**Task directions**: Would you extract the whole listing below and retype it exactly?

**Dataset records**:

+ + + + +

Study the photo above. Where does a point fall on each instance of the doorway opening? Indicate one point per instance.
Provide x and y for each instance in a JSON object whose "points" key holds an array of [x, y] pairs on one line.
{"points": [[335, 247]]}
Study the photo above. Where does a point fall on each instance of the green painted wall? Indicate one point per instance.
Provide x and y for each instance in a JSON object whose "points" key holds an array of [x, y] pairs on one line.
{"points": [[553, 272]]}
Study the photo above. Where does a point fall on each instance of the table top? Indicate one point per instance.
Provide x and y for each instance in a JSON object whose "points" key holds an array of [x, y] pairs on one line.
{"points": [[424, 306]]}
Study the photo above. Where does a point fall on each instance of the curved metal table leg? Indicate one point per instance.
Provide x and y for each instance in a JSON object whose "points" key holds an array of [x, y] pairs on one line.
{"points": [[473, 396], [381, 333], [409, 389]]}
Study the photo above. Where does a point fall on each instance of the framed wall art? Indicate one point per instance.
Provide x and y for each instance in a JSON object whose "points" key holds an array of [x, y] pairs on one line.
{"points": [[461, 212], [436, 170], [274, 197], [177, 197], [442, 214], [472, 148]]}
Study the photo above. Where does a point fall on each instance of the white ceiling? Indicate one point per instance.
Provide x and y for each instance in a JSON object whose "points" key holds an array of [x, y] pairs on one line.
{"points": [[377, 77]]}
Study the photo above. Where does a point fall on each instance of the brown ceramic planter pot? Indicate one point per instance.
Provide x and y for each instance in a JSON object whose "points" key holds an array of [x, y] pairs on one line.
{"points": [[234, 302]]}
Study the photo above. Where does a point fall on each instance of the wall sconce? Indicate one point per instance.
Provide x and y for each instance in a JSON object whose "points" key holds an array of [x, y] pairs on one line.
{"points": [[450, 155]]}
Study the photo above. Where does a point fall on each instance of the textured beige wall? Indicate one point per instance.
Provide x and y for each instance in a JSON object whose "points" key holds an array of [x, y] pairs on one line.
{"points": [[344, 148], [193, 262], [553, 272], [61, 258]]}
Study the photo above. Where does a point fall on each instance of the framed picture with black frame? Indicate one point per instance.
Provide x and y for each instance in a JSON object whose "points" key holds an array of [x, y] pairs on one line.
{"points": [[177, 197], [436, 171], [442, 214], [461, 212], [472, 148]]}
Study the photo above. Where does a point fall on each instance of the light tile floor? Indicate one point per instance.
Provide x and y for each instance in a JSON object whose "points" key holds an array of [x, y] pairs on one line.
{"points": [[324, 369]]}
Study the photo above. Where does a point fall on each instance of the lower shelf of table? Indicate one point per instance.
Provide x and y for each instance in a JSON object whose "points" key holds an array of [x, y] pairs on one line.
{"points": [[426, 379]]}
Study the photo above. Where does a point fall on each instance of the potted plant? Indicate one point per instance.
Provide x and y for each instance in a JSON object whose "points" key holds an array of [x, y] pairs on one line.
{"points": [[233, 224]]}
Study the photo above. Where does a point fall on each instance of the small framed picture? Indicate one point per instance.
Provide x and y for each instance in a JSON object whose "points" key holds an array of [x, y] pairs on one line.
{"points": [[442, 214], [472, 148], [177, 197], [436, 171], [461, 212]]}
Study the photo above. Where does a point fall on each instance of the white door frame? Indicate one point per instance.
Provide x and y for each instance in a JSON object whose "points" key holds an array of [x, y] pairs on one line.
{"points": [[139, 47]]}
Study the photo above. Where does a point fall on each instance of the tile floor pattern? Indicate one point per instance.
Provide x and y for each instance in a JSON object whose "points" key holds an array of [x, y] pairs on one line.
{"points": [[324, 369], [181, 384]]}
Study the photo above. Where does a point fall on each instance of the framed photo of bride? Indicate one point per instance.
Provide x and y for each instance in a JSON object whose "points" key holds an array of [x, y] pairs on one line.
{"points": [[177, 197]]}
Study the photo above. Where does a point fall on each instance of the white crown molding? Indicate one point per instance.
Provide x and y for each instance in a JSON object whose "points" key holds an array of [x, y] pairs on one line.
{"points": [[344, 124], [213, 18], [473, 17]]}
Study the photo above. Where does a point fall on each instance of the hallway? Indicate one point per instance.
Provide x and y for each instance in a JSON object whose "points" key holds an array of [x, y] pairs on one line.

+ + + + +

**Response to the task**:
Study the photo above. Where does a point fall on each instance of the doorway opening? Indicate one point per instance.
Provide x and y for each instance in a JSON object whose "points" key holds an array of [x, y] pairs on one line.
{"points": [[335, 247]]}
Study the photo above. Where does a point fall on each instance of the green painted wall? Indicate one point per instance.
Provide x and y for each instance in a JSON object whose "points" key holds an array of [x, y] pairs on one line.
{"points": [[553, 272]]}
Study the photo above. Where does a point fall on each instance of the table top? Indicate one point per instance.
Provide x and y for each instance in a JSON object whose "points" key holds an array of [x, y] pairs on one line.
{"points": [[424, 306]]}
Study the photo above. Where does a point fall on each instance of the curved metal table leg? Indicate one point per instance.
Provide x and y for each instance in a JSON object whose "points" key holds an array of [x, y] pairs on one line.
{"points": [[473, 396], [381, 333], [409, 389]]}
Study the photo above. Where does a point fall on each instance of the framed wall art? Indicate one point per instance.
Provide x and y for each instance in a JSON object whose "points" key holds an array of [x, y] pairs on one line.
{"points": [[461, 212], [436, 170], [274, 197], [177, 197], [442, 214], [472, 148]]}
Study the photo above. Where does a point fall on each instance of the white ceiling? Indicate one point per instance.
Provide x and y for each instance in a JSON object whose "points" key holds an array of [x, y] pairs on one line.
{"points": [[377, 77]]}
Study the photo above. Where does a point fall on each instance of the brown ceramic planter pot? Indicate one point per instance.
Provide x and y for each instance in a JSON object whose "points" key holds an array of [x, y] pairs on one line.
{"points": [[234, 302]]}
Study the photo above. Where does a point fall on each instance of the wall sconce? Indicate one point per instance.
Provide x and y for each instance in a JSON object whose "points" key holds an array of [x, y] pairs on one line.
{"points": [[450, 155]]}
Study the photo above. Where does a point fall on each instance of the textured beige wall? Indicate one point per instance.
Provide x and y for each instance in a JSON object whose "points" key holds an array of [x, y] pairs on one line.
{"points": [[344, 148], [193, 262], [553, 272], [61, 258]]}
Study the photo above. Where does a point fall on each instance of the framed picture with black frame? Indicate one point per instance.
Provide x and y for each instance in a JSON object whose "points" key holds an array of [x, y] pairs on one line.
{"points": [[177, 197], [436, 171], [442, 214], [461, 212], [472, 148]]}
Study the photo above. Where does a point fall on each instance of the light tile floor? Indicate one point per instance.
Provide x and y for each instance in a JSON object whose "points" key holds an array of [x, y] pairs on one line.
{"points": [[324, 369]]}
Study the photo above. Where does a point fall on each instance of the lower shelf of table? Indicate one point per instance.
Provide x and y for each instance in a JSON object whose "points" key holds an array of [x, y] pairs on one line.
{"points": [[426, 379]]}
Study the photo above. Where does a point fall on each instance of the potted plant? Indicate one point per instance.
Provide x and y for each instance in a JSON object whose "points" key holds an array of [x, y] pairs on one line.
{"points": [[233, 224]]}
Study the photo above. Where does a point fall on each instance of the small framed picture? Indicate one point per instance.
Provide x and y for each instance in a JSON object whose "points" key holds an array of [x, y] pairs on one line.
{"points": [[442, 214], [472, 148], [177, 197], [436, 171], [461, 212]]}
Study the photo above. Where does a point fall on each instance of the white door frame? Indicate one point per instance.
Provide x and y for each instance in a JSON object whose "points" key holds an array of [x, y] pairs on one line.
{"points": [[139, 47]]}
Study the photo above. Where does a point fall on each instance of the tile floor pattern? Indicate one point per instance.
Provide x and y for each instance in a JSON object whose "points" key holds an array of [x, y] pairs on one line.
{"points": [[324, 369], [181, 384]]}
Study the photo above. Where does a point fall on each instance of the framed photo of bride? Indicate one point per instance.
Provide x and y for each instance in a JSON object whose "points" key holds an array of [x, y] pairs on one line.
{"points": [[177, 197]]}
Study the photo above. Where does a point fall on each instance of the white crown molding? Indicate one point per instance.
Provide x and y for each instance in a JSON object whose "points" key holds an array of [x, y] pairs on one line.
{"points": [[344, 124], [213, 18], [473, 17]]}
Study the photo above. Where does a point fall on each instance of the hallway? Indicate one point per instance.
Provide x and y for each instance in a JSON object whose "points" key holds an array of [x, y] pairs on one line.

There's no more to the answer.